Things to do ▸
1. Name the places that the account of the Dahi Handi festival during Mumbai's swine flu scare says were closed for a week.
2. Continue the account of the Dahi Handi festival during Mumbai's swine flu scare, starting after its final sentence.

Reading text ▸
Wednesday, August 19, 2009


I had in the past covered Gokulastami festival several times and have in stock many images of it. So I had no plan to visit the festival this time. Just then the Swine flu scare happened in Mumbai. Few deaths were reported. Television channels not to be left behind on TRP rating had it all hyped up. It was a familiar sight in the streets of Mumbai people wearing face mask ostensibly to protect from the contagious virus. Then we had warning from the jittery Government to tone down the festival as they felt that a large gathering, which normally this festival draw, would further spread the virus. The schools, college and Multi-plexs were closed for a week
I wanted to see for myself how the festival would turn out to be with Swine flu virus having scared the people to death. I chose to visit Dadar the hub of Dahi Handi ceremony. The turnout of Govindas was massive like any other previous festivals. The festival fervor and spirit was very much in evident among the Govindas. The Govindas revellers went around breaking Dahi Handi hung up at street corners and then the usual breaking in to jig once they successfully formed the human pyramid ( main attraction of the festival) in breaking the dahi handi. Apart from the usual merriment and joy displayed at the festival, one thing that was missing that was the large crowd. Normally we have huge turnout of people to watch the Dahi handi ceremony. The people response was muted. Less people this time were seen watching the spectacular human pyramid. For me as a photographer it was an advantage with less crowd as there were no shoving and jostling. I could manage to get closer to the human pyramid to take close shots which was unthinkable in previous festivals.

Supplied information ▸
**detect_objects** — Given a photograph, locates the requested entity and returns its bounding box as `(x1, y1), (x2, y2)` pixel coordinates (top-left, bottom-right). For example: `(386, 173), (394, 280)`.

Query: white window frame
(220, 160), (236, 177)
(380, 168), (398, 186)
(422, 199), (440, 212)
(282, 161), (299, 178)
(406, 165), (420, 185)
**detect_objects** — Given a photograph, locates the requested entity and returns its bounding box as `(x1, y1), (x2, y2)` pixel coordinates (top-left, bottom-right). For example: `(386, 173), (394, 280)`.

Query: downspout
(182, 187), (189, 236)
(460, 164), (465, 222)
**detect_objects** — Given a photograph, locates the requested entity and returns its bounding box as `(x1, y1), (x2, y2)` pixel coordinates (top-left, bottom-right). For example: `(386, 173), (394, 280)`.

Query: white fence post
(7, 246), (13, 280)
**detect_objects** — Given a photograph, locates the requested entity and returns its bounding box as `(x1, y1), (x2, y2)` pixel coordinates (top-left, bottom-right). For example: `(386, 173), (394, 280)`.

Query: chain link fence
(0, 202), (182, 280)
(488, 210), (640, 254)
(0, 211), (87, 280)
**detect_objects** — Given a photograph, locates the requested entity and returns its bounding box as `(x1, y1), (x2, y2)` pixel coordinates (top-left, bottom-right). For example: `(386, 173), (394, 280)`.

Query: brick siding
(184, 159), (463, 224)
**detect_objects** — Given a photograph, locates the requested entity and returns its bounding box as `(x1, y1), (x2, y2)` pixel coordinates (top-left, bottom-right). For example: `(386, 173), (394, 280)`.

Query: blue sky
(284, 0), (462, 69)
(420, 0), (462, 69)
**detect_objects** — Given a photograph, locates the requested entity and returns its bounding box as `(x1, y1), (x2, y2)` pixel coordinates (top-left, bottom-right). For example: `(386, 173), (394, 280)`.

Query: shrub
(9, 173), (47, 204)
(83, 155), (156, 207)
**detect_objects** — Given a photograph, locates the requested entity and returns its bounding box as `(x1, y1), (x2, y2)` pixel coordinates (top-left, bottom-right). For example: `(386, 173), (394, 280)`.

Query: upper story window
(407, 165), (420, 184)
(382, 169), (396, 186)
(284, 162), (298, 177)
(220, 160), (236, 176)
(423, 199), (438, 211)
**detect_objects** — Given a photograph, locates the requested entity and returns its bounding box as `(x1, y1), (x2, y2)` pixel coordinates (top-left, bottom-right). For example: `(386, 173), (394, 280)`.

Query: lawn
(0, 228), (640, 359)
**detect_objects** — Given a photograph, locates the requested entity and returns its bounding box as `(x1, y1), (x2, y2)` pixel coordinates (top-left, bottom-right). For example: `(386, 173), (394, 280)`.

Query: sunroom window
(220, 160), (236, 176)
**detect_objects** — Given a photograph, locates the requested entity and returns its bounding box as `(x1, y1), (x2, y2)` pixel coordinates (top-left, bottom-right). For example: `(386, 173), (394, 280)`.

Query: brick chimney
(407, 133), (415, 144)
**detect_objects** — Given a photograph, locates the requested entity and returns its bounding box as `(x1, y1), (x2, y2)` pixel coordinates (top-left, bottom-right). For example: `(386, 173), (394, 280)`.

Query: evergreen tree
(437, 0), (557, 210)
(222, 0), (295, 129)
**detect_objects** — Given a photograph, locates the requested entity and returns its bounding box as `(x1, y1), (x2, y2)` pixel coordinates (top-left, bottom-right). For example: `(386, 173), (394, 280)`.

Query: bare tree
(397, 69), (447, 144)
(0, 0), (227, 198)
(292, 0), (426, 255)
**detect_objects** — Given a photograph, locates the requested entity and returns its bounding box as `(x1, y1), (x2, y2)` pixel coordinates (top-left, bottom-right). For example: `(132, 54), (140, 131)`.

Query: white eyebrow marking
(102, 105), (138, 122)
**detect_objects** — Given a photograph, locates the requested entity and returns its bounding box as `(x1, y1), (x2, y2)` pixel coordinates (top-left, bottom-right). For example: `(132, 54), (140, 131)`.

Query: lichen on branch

Exercise responses ▸
1. Schools, college and Multi-plexs.

2.
One another observation I would like to make is the indiscriminate use of innocent children some as small as 5- 10 years taking part in dahi handi ceremony. They were used because of their light weight and fragile body which make it easier for them to climb swiftly reaching the top layer of the human pyramid within striking distance of the hanging dahi handi. Some were seen crying or irritant as they were being coxed and cajoled to take part in it. There is also a risk factor in the human pyramid. A fall from the top would break your bones and land you in hospital. In case of boys between 10 – 15 years they were the happier lot as they were carried on shoulders in a victory procession on successfully breaking the dahi handi.